WHAT YOU NEED TO DO:
1. In the passage on PetaPoco's generated IL code, rewrite the paragraph beginning "After the null has been pushed" as a short bulleted list that keeps its main facts.
2. According to the passage on PetaPoco's generated IL code, what feature gave PetaPoco its name?
3. Copy word for word the stretch of the passage on PetaPoco's generated IL code from "var lblFin = il.DefineLabel();" through "on the top of the stack.".
* start PROVIDED PASSAGE *
If the value on the top of the stack is false (indicating that the value returned from the IDataReader is not null the execution is branched to a label further in the execution. If it is true then null is pushed onto the top of the stack.

var lblFin = il.DefineLabel();
il.Emit(OpCodes.Br_S, lblFin);
il.MarkLabel(lblCont);
il.Emit(OpCodes.Ldarg_0);		// rdr
il.Emit(OpCodes.Ldc_I4_0);		// rdr,0
il.Emit(OpCodes.Callvirt, fnGetValue);	// value

After the null has been pushed to the stack a Br_S jumps to the lblFin label, which we will see in a moment. We can now pick up the execution from the lblCont label. Recall that we would branch to this point if the value is not null. Once again the IDataReader is pushed to the stack, followed by 0. We have encountered fnGetValue previously. It is a MethodInfo for IDataRecord.GetValue(i). It will be called on the IDataReader with the paramerter 0. This will leave the value on the top of the stack.

il.MarkLabel(lblFin);
il.Emit(OpCodes.Unbox_Any, type);       // value converted

Finally Unbox_Any is called on the value. This converts the object value to the unboxed type specified. It has the effect of casting the value from the IDataReader to the specified type. If the incorrect type had been specified in the ExecuteScalar method an InvalidCastExcpetion would be called at this point.

As before the value would be returned by il.Emit(OpCodes.Ret).

POCOs

Now its time for the main event, as POCO support is how PetaPoco came to have its name and is one of the key differentiators from similar micro ORMs.  Lets jump straight in.  We have already encountered many of the op codes and MethodInfo’s so we can pick up the pace a little.

// var poco=new T()
il.Emit(OpCodes.Newobj, type.GetConstructor(BindingFlags.Instance 
    | BindingFlags.Public | BindingFlags.NonPublic, nullnew Type[0], null));

// Enumerate all fields generating a set assignment for the column
for (int i = firstColumn; i < firstColumn + countColumns; i++)
* end PROVIDED PASSAGE *
* start MATERIAL PROVIDED *
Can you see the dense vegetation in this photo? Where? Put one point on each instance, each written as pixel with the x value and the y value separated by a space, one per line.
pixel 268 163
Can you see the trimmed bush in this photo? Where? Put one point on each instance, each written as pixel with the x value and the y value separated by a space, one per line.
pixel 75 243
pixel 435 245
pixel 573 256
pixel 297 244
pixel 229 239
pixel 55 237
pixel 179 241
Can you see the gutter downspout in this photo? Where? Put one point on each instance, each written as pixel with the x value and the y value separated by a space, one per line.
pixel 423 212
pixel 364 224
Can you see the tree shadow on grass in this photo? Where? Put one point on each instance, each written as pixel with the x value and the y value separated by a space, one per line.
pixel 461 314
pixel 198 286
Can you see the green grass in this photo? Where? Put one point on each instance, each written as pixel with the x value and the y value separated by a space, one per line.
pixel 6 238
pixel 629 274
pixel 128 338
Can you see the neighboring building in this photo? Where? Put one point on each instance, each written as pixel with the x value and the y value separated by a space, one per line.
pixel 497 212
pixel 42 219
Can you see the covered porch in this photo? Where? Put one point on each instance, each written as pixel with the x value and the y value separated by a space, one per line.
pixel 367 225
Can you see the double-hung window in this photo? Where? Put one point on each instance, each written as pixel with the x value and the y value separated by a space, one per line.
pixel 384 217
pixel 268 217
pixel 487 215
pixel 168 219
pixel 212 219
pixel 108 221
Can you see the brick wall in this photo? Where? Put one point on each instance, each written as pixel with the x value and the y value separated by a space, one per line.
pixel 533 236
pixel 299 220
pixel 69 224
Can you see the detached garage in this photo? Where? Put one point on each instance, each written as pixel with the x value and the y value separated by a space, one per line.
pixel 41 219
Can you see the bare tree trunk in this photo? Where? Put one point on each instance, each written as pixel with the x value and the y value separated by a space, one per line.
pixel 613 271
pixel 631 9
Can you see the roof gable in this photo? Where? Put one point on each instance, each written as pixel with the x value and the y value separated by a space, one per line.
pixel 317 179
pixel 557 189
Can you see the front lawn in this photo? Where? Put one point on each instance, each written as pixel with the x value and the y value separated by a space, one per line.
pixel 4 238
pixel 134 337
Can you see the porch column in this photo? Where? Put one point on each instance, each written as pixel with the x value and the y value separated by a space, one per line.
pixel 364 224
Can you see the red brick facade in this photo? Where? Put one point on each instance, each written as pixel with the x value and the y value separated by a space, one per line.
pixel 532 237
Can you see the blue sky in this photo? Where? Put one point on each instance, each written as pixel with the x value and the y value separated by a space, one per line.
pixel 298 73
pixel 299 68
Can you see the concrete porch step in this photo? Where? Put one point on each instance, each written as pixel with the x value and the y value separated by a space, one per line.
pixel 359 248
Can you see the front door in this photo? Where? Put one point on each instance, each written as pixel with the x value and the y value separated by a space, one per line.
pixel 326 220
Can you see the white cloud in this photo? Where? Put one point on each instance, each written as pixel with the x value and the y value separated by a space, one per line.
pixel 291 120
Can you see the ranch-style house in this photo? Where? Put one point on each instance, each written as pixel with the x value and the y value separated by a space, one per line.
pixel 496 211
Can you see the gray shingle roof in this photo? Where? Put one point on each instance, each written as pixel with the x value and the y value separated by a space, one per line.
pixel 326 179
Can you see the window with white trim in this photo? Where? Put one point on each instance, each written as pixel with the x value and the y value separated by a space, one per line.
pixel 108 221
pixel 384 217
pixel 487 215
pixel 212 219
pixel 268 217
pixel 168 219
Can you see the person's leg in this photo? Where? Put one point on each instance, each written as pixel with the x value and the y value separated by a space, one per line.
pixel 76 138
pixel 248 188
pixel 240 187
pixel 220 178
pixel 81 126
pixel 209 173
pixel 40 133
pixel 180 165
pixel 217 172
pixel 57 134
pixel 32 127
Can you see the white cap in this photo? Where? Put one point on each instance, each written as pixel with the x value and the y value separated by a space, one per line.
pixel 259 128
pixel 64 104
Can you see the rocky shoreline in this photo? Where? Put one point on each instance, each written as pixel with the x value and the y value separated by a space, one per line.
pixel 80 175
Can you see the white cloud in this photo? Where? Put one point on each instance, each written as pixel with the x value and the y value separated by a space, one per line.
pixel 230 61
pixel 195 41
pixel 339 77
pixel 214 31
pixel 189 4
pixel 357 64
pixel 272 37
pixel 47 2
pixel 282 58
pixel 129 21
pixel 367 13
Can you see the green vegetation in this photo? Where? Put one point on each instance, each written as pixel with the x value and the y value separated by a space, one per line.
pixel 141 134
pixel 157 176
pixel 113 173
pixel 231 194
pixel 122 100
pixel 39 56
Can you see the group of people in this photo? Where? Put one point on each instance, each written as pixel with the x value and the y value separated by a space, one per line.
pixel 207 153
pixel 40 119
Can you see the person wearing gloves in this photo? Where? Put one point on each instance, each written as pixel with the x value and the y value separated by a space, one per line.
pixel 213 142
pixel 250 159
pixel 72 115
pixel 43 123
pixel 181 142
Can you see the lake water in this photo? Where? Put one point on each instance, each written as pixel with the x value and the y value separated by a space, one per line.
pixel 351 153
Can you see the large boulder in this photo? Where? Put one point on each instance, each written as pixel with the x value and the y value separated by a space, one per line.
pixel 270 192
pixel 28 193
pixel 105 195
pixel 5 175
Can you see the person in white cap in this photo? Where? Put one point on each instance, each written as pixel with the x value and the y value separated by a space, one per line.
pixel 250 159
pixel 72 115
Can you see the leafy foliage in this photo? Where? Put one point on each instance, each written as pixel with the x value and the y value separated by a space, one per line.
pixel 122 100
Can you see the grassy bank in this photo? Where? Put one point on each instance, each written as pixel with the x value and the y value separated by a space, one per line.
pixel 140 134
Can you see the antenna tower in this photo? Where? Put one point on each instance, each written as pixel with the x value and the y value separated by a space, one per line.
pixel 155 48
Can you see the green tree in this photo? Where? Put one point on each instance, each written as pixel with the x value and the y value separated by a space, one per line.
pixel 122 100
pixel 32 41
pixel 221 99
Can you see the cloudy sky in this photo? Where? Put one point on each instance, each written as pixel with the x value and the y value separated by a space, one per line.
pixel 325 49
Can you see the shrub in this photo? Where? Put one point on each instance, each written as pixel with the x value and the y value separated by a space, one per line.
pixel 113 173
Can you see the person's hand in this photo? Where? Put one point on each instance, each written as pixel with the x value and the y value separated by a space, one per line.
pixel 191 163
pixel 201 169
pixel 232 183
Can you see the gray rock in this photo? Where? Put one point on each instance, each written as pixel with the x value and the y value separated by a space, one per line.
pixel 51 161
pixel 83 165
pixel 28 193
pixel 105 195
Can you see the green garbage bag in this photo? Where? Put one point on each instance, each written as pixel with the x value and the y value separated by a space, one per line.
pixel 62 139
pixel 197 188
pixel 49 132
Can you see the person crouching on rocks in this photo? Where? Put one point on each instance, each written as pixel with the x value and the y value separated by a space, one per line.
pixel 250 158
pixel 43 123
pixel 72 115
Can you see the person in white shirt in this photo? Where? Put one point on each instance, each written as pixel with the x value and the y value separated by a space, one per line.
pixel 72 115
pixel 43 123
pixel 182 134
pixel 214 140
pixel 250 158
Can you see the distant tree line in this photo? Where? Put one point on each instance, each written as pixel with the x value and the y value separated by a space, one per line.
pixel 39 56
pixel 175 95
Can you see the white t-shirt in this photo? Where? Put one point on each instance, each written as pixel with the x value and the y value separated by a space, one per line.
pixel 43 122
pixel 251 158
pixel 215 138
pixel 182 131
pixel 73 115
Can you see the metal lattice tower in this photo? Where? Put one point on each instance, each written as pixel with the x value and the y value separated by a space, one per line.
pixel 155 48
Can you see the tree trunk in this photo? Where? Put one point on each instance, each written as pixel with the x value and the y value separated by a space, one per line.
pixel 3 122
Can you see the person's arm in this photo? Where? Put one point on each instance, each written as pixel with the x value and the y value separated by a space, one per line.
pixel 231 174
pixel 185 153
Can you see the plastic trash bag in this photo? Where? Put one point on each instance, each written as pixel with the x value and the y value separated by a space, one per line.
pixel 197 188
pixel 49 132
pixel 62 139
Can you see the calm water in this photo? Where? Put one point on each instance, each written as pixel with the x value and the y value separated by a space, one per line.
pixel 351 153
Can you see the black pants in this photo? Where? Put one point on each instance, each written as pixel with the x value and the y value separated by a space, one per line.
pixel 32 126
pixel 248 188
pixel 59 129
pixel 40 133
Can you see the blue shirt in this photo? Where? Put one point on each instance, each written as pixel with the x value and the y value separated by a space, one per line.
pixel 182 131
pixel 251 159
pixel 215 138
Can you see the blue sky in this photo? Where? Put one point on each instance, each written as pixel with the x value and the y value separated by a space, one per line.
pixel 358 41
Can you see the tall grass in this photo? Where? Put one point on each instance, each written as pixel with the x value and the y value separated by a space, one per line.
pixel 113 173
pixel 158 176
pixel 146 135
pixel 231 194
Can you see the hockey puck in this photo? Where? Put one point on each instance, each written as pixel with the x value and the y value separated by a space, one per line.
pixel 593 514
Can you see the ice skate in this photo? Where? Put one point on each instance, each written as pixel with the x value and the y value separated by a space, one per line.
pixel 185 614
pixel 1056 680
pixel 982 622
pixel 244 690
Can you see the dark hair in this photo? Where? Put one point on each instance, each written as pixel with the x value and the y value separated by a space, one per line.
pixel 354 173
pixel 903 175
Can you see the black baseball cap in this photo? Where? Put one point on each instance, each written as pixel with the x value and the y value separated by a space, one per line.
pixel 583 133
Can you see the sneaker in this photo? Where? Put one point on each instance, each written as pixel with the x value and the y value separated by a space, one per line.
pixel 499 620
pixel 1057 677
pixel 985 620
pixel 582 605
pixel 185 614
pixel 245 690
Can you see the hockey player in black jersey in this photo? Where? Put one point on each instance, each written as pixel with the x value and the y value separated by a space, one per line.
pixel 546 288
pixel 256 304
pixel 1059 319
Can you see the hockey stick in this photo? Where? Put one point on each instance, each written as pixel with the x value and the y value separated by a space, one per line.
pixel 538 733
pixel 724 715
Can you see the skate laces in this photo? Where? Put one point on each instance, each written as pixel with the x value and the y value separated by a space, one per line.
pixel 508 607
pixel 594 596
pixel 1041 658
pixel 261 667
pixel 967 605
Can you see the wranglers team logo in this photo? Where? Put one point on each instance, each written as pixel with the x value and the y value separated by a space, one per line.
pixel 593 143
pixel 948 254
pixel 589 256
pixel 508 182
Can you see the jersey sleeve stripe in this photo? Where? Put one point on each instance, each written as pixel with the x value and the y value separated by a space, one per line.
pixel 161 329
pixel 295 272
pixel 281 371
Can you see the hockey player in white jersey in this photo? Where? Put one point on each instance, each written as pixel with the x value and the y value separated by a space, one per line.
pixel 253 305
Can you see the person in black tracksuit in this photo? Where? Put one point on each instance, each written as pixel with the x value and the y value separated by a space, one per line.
* end MATERIAL PROVIDED *
ANSWERS BY TASK:
1.
- Once null is pushed onto the stack, Br_S jumps to the lblFin label.
- Execution then picks up at the lblCont label, which is reached when the value is not null.
- The IDataReader is pushed onto the stack, followed by 0.
- fnGetValue, a MethodInfo for IDataRecord.GetValue(i), is called on the IDataReader with the parameter 0.
- This leaves the value on the top of the stack.

2. Its POCO support.

3.
var lblFin = il.DefineLabel();
il.Emit(OpCodes.Br_S, lblFin);
il.MarkLabel(lblCont);
il.Emit(OpCodes.Ldarg_0);		// rdr
il.Emit(OpCodes.Ldc_I4_0);		// rdr,0
il.Emit(OpCodes.Callvirt, fnGetValue);	// value

After the null has been pushed to the stack a Br_S jumps to the lblFin label, which we will see in a moment. We can now pick up the execution from the lblCont label. Recall that we would branch to this point if the value is not null. Once again the IDataReader is pushed to the stack, followed by 0. We have encountered fnGetValue previously. It is a MethodInfo for IDataRecord.GetValue(i). It will be called on the IDataReader with the paramerter 0. This will leave the value on the top of the stack.